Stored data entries
· · · ·

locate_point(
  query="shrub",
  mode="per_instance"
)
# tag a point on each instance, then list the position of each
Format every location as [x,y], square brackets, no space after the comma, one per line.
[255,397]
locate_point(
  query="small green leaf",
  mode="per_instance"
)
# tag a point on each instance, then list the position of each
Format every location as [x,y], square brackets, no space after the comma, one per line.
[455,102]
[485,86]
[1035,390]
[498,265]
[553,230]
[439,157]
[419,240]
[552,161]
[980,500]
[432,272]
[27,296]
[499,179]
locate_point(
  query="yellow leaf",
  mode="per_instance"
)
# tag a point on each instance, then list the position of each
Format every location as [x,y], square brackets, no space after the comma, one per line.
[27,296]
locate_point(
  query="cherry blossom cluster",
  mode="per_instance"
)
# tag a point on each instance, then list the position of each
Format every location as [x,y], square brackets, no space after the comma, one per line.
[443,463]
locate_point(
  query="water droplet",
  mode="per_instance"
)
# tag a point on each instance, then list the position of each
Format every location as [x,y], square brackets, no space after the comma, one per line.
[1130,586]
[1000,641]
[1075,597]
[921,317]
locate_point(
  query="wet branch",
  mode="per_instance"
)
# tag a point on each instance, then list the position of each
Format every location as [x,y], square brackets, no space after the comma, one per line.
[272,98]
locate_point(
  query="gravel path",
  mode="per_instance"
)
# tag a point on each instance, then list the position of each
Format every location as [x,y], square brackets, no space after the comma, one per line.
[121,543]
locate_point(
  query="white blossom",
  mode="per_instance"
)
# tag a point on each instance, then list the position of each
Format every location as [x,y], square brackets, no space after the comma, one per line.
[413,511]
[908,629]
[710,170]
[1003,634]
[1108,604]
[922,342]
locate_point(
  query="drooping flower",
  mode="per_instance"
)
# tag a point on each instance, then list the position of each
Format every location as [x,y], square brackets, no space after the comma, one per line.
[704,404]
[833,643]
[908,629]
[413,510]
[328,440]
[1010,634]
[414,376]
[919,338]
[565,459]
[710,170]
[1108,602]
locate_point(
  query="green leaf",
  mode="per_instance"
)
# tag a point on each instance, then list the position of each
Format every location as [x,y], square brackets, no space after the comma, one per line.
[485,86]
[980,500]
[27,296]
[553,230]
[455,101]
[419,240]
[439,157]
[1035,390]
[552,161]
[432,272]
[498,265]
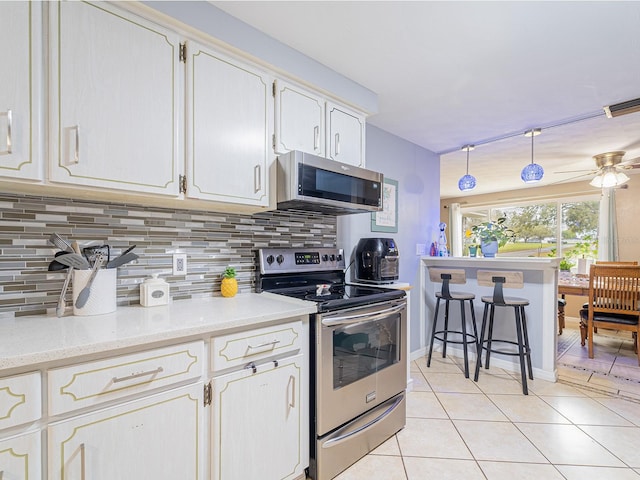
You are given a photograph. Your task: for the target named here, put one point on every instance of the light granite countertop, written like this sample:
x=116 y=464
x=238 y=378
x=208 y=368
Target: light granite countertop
x=40 y=339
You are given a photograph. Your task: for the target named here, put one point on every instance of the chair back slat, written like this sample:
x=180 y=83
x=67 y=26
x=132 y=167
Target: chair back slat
x=614 y=288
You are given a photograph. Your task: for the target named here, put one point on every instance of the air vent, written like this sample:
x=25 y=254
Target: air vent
x=630 y=106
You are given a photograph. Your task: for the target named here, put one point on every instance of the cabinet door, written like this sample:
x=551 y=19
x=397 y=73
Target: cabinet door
x=345 y=137
x=257 y=429
x=153 y=438
x=20 y=38
x=299 y=123
x=228 y=123
x=20 y=457
x=115 y=90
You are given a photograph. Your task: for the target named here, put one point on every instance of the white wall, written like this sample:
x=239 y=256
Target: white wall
x=417 y=171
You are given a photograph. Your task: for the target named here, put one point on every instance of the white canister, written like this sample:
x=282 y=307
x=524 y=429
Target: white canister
x=102 y=294
x=154 y=291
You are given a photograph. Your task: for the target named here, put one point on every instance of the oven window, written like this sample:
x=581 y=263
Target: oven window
x=362 y=349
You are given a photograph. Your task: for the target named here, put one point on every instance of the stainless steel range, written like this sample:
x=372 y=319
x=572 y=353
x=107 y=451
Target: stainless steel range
x=358 y=354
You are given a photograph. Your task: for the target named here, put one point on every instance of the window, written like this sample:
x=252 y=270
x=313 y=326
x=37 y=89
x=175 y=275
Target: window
x=564 y=228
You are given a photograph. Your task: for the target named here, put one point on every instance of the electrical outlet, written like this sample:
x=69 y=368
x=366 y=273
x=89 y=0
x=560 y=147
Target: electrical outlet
x=179 y=263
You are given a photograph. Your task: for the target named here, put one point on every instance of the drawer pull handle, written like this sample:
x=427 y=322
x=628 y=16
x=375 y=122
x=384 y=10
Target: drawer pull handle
x=262 y=345
x=9 y=150
x=137 y=375
x=252 y=366
x=293 y=391
x=82 y=462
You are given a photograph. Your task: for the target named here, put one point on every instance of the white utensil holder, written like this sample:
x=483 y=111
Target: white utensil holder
x=102 y=298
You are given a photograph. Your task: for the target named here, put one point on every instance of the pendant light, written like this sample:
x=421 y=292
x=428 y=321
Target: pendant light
x=467 y=182
x=533 y=172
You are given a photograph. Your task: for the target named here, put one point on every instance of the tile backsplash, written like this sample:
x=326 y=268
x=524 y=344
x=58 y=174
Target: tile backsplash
x=212 y=241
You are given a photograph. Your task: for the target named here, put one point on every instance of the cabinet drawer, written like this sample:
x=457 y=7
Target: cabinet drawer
x=20 y=399
x=249 y=346
x=92 y=383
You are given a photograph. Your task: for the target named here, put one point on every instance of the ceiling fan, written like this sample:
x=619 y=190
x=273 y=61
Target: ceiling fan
x=609 y=169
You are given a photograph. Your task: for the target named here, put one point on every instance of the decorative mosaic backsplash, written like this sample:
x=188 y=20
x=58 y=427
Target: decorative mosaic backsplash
x=212 y=241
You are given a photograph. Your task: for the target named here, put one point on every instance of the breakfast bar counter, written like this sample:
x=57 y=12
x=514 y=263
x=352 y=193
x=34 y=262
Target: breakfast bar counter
x=540 y=288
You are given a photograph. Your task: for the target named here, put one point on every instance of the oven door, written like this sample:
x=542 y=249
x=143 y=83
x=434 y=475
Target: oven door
x=360 y=361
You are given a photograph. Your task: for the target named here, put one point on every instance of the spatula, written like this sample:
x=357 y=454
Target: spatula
x=83 y=296
x=73 y=260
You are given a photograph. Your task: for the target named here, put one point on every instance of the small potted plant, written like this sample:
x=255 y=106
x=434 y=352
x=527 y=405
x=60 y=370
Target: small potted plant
x=229 y=286
x=492 y=235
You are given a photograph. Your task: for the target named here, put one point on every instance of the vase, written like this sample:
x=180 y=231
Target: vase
x=489 y=249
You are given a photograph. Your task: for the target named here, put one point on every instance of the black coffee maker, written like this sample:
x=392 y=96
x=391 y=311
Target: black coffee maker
x=377 y=260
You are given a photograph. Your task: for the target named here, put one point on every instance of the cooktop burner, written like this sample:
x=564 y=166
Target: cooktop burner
x=317 y=276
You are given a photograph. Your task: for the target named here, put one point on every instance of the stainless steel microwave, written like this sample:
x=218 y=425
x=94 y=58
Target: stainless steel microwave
x=312 y=183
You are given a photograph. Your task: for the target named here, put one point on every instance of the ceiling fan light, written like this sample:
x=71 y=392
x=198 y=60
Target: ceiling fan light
x=467 y=182
x=532 y=173
x=609 y=179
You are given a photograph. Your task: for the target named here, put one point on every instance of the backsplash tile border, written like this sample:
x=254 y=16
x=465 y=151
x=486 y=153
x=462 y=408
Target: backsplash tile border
x=212 y=241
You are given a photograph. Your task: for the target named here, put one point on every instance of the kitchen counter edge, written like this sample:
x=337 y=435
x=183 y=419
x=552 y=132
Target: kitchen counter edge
x=39 y=339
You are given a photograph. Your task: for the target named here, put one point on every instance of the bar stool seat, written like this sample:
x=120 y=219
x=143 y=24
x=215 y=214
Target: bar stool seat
x=460 y=336
x=500 y=280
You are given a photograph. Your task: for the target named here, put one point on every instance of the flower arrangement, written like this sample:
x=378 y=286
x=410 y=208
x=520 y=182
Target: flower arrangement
x=496 y=231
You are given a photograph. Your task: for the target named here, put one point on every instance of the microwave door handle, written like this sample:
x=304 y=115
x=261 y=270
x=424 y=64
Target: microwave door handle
x=348 y=319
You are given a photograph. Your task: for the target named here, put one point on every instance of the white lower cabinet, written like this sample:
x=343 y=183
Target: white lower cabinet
x=20 y=457
x=259 y=422
x=154 y=438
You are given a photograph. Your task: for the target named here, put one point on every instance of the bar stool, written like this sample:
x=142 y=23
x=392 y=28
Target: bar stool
x=446 y=277
x=562 y=303
x=500 y=280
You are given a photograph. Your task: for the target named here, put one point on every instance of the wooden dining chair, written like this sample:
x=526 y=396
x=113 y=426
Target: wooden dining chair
x=614 y=294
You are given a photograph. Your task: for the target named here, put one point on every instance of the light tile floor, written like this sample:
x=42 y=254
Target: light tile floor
x=585 y=426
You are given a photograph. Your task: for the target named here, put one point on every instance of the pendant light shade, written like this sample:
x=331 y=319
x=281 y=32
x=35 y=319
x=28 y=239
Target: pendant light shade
x=533 y=172
x=467 y=182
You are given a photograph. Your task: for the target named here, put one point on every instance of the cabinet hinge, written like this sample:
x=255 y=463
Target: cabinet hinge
x=183 y=52
x=182 y=180
x=208 y=394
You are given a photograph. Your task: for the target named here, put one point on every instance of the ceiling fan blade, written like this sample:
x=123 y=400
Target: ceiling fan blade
x=589 y=172
x=571 y=179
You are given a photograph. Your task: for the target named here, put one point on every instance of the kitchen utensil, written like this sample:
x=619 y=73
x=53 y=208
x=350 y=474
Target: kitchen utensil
x=56 y=266
x=61 y=306
x=91 y=252
x=60 y=242
x=122 y=259
x=73 y=260
x=83 y=296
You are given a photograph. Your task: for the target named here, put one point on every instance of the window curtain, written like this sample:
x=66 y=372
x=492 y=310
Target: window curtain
x=608 y=227
x=455 y=225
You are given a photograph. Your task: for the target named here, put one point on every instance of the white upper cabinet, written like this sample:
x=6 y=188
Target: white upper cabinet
x=299 y=120
x=345 y=135
x=229 y=114
x=115 y=91
x=20 y=74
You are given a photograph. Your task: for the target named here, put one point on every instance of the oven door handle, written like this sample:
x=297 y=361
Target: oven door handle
x=348 y=319
x=346 y=432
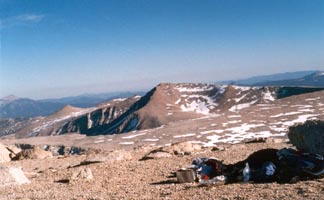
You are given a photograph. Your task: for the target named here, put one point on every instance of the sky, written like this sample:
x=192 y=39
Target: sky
x=69 y=47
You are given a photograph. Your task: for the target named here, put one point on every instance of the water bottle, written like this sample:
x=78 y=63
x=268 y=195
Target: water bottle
x=246 y=173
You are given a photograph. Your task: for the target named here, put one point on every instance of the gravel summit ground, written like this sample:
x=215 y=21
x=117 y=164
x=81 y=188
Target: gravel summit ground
x=134 y=179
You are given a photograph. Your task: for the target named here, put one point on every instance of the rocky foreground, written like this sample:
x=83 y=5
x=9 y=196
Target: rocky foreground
x=121 y=174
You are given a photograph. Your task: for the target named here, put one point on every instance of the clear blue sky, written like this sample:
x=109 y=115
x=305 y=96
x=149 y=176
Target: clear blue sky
x=53 y=48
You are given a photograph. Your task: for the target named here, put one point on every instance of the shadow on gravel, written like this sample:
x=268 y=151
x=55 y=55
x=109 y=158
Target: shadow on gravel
x=63 y=181
x=167 y=182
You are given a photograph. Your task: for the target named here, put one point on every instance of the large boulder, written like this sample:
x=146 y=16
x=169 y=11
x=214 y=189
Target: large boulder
x=81 y=174
x=34 y=153
x=4 y=154
x=12 y=176
x=308 y=137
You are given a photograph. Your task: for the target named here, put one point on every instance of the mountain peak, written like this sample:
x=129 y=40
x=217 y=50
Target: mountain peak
x=66 y=110
x=10 y=98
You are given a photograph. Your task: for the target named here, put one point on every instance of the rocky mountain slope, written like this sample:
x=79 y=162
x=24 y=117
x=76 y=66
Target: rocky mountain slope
x=314 y=80
x=14 y=107
x=175 y=105
x=72 y=119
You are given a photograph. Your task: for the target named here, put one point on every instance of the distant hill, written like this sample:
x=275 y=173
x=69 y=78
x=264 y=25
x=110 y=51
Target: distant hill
x=313 y=80
x=268 y=78
x=28 y=108
x=89 y=100
x=14 y=107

· · · ·

» Exercise: For every line in the data above that has the string "blossom", return that line.

» Answer to this exercise:
  query="cherry blossom cluster",
  query="white blossom",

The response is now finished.